Work item: Find every line in the material below with the string "Category" and state how many there are, with no other text.

Available records:
*** Block opens ***

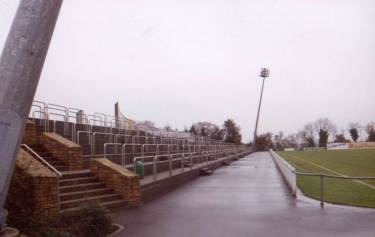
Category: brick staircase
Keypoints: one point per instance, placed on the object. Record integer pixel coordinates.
(78, 187)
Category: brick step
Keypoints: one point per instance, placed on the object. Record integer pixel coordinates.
(74, 181)
(108, 205)
(101, 198)
(76, 174)
(56, 162)
(44, 153)
(61, 167)
(85, 194)
(81, 187)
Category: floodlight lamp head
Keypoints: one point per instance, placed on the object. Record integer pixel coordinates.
(265, 72)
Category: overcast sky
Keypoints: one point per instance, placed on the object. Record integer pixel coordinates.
(178, 62)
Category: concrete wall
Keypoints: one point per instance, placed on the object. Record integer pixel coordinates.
(63, 149)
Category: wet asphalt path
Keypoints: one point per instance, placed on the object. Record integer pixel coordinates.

*** Block closes ***

Written answer: 6